##### STORED DATA #####
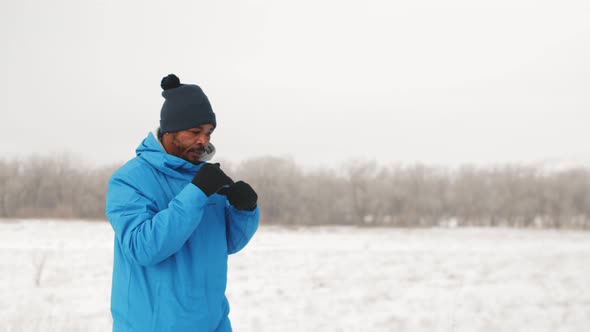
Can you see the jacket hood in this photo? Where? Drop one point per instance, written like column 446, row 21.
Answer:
column 152, row 151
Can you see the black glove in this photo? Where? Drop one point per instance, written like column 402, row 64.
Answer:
column 210, row 178
column 240, row 195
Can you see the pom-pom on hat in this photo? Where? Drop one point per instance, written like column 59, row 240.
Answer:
column 185, row 106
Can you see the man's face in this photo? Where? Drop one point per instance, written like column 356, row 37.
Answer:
column 188, row 144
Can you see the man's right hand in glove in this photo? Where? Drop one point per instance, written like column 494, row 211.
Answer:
column 210, row 178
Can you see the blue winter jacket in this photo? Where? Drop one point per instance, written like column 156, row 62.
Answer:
column 171, row 245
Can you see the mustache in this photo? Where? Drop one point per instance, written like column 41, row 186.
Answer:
column 196, row 150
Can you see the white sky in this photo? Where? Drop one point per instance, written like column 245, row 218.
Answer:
column 320, row 81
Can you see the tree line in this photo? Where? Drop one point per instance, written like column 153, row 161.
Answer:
column 358, row 193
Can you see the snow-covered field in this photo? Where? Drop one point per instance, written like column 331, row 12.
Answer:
column 55, row 276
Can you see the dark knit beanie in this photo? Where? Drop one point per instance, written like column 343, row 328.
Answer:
column 185, row 106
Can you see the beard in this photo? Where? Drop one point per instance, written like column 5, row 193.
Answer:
column 188, row 152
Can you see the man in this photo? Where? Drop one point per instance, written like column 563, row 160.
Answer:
column 176, row 218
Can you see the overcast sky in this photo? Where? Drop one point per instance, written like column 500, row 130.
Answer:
column 437, row 82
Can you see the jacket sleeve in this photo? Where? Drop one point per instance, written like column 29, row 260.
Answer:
column 148, row 236
column 240, row 227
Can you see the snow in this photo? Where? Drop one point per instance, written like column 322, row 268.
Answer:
column 55, row 276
#####
WHAT THE TASK ASKS — Copy out the material above in full and exactly, but with no pictures.

EXERCISE RESULT —
Can you see the jacket hood in this photo? Where? Drop one point per instance, written like column 446, row 21.
Answer:
column 152, row 151
Can you see the black glove in this photo? Where? Drop one point per instance, written like column 402, row 64.
Answer:
column 210, row 178
column 240, row 195
Can you see the pom-pom on hat in this photo? Where? Drop one point per instance, written like column 59, row 240.
Answer:
column 185, row 106
Can you see the man's face in this photo? Where? Drop one point per instance, written like column 356, row 37.
Answer:
column 188, row 144
Can you see the man's right hand in glove in this photo? Where? Drop one point per instance, written like column 494, row 211.
Answer:
column 210, row 178
Can you see the blue winter jacket in this photo? Where? Drop one point per instance, written like column 156, row 62.
Answer:
column 171, row 245
Can you see the mustache in this photo? Where? Drop one point per instance, written like column 41, row 186.
Answer:
column 196, row 150
Can you see the white sky in this photo? Where? Drop one point per instance, written like column 245, row 218.
Answer:
column 320, row 81
Can you see the tree line in this photo? Where? Drop one point per instance, written like column 153, row 161.
Answer:
column 358, row 193
Can you see the snow-covered field in this photo? Where? Drop one point per instance, written like column 331, row 12.
Answer:
column 55, row 276
Can you see the dark knit beanie in this photo? Where? Drop one point per instance, written like column 343, row 328.
Answer:
column 185, row 106
Can you see the beard in this photo? Where? Drop one point per instance, written like column 5, row 193.
Answer:
column 188, row 152
Can you see the man in this photo? Where? Drop one point per instance, written like column 563, row 160.
Answer:
column 176, row 218
Can you see the overcast sky in this photo? Where? Drop one point per instance, written like column 500, row 130.
Answer:
column 437, row 82
Can you see the jacket sleeve in this photo? Where? Drop one point per instance, written like column 29, row 260.
Answer:
column 148, row 236
column 240, row 227
Can you see the snow in this photo? Where? Drop one point per instance, written like column 322, row 268.
Answer:
column 55, row 276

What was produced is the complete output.